Give every line of the material again, exactly as written.
------ RECORDS PROVIDED
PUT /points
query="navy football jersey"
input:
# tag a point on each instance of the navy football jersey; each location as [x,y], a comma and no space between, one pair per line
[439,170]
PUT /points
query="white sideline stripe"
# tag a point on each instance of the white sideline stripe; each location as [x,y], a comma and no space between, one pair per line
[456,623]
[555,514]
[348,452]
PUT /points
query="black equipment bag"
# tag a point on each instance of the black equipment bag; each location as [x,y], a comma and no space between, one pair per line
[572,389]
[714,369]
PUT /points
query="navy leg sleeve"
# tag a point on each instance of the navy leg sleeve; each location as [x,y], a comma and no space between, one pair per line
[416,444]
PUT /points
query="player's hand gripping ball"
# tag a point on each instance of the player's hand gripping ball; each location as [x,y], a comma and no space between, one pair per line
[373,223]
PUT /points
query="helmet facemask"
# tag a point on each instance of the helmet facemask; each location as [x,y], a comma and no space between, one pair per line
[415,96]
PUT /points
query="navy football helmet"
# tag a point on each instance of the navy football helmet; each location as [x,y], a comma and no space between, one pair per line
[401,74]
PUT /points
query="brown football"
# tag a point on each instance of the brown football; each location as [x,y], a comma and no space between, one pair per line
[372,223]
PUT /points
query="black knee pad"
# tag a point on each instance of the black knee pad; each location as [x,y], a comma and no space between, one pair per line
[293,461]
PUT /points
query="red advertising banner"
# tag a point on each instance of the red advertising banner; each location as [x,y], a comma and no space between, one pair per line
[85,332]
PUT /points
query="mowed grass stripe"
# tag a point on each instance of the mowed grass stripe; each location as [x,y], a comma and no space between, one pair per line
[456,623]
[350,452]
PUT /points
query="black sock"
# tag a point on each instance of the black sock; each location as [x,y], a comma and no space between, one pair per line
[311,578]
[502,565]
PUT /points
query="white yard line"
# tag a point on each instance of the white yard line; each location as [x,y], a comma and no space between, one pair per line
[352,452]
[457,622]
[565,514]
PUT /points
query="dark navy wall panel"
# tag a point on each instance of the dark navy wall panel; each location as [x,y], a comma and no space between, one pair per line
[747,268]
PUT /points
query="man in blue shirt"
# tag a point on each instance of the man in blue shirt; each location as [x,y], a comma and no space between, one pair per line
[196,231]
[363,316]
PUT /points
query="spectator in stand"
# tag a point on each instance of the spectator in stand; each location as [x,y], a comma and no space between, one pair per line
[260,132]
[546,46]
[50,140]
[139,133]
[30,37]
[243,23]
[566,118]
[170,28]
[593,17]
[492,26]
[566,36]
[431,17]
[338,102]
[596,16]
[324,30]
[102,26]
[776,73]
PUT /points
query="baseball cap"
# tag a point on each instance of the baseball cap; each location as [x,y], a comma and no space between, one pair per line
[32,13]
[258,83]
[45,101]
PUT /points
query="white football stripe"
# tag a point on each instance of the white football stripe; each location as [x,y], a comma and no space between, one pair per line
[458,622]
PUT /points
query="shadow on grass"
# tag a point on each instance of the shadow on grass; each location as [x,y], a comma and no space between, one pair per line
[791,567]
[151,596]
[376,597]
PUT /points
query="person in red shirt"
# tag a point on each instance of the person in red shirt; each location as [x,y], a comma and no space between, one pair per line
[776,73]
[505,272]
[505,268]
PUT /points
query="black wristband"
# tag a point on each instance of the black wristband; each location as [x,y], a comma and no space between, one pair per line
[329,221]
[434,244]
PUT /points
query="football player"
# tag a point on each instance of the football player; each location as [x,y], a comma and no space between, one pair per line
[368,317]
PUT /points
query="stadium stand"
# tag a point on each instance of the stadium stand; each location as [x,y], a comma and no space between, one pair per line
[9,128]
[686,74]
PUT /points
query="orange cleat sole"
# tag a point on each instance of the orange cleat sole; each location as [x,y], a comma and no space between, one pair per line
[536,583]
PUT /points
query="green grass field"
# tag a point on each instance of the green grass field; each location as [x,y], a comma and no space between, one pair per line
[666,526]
------------
■ **WRITTEN REPLY**:
PUT /points
query="navy football jersey"
input:
# tag a point on each instance of the navy football jersey; each location as [x,y], a comma and no space between, one pair per line
[439,170]
PUT /points
query="white sideline stripe"
# tag a point on each instance of the white sideline stripe; each location as [x,y], a comma and no space between, one pair per line
[456,623]
[555,514]
[348,452]
PUT /points
query="black equipment bag"
# tag a point on each instance of the black equipment bag; each location as [x,y], a comma and no space between, one pair per line
[572,389]
[714,369]
PUT /points
query="navy leg sleeve"
# tag a point on each instance of the navy leg sleeve; each location as [x,y], a comma and no space between, one pair per line
[416,444]
PUT /points
query="player's hand gripping ball"
# tag a point on each instance of the player's hand gripping ball; each location as [x,y], a comma and no space between, one pair per line
[373,223]
PUT /points
query="helmet facemask"
# tag a point on each instance of the helmet facemask; each location as [x,y], a comma and no space between, one pair per line
[415,96]
PUT /points
query="navy football helmet"
# tag a point on each instance of the navy football helmet; each location as [x,y], a comma and no space between, one pair per line
[401,74]
PUT /points
query="brown football"
# tag a point on each instance of the brown football; each location as [x,y], a comma and no space between, one pair per line
[372,223]
PUT /points
query="black knee pad"
# tag a point on each instance of the black knee pad; each location as [x,y], a comma and no space between, one pair per line
[293,461]
PUT /points
query="red advertising banner"
# tag a point on each instance of the red advertising banner; each location as [x,y], a comma and no space between, one pair per line
[85,332]
PUT /points
query="mowed grass stripe"
# tag a point on each instance of the mowed grass stripe; each location as [x,y], a comma and no space between, one pair per line
[456,623]
[350,452]
PUT /points
query="black sock"
# tag a point on each instance of the black sock; each location as [x,y], a comma and no space between, one pair per line
[311,578]
[502,565]
PUT /points
query="white yard line"
# tag a point on each instance of the white yard line; each location as [x,y], a comma and no space between, one pair per line
[352,452]
[457,622]
[565,514]
PUT /points
query="dark navy wall panel"
# tag a point on each instance of the dark navy wall panel; each location as [x,y], a comma and no space between, one pair per line
[747,268]
PUT /points
query="man in blue shirt"
# tag a point on each instance of the man in blue shirt; each location as [x,y], a comma and no space between, one pair per line
[196,231]
[363,316]
PUT /points
query="spectator in stand"
# tag a point on each instance of the spectator in stand; each location as [x,y], a comma and no space between, one pair per line
[260,132]
[546,46]
[50,140]
[139,133]
[30,37]
[243,23]
[566,118]
[170,28]
[593,17]
[492,26]
[566,36]
[431,17]
[338,102]
[596,16]
[324,30]
[102,26]
[776,73]
PUT /points
query="baseball cap"
# tag a point on each instance of the baseball cap; each location as [x,y], a comma and no space between, one pair per line
[32,13]
[258,83]
[45,101]
PUT /points
query="white football stripe"
# tag a point on each instance of the white football stripe; each location as [x,y], a comma and no space between, one pair per line
[458,622]
PUT /points
query="shadow on grass"
# tag a point on each instance of the shadow on grass; each location as [x,y], a comma and no space between, one pair per line
[791,567]
[151,596]
[376,597]
PUT /points
query="person in red shirt"
# tag a point on each instance of the person in red shirt; each location as [x,y], a comma and no space between, one pair per line
[776,73]
[505,272]
[505,268]
PUT /points
query="black wristband"
# tag a point on each instance of the black wristband; each location as [x,y], a comma and no space between, one pair per line
[329,221]
[434,244]
PUT /points
query="football player"
# tag a point on each instance of the football player; each location as [x,y], a comma and no space between, one pair per line
[368,317]
PUT /points
query="stadium stand"
# tag a point on each instance of the stadium stand; each location as [x,y], a comma and no space between, one pair per line
[9,128]
[686,74]
PUT /points
query="orange cleat sole"
# tag a point on each instance of the orange cleat sole; each location as [x,y], a comma and no space between, one pair per line
[536,583]
PUT /points
query="green grass field"
# tag a point on each instance of the green grass field; each location as [x,y], a comma and no space between, one pair per line
[666,526]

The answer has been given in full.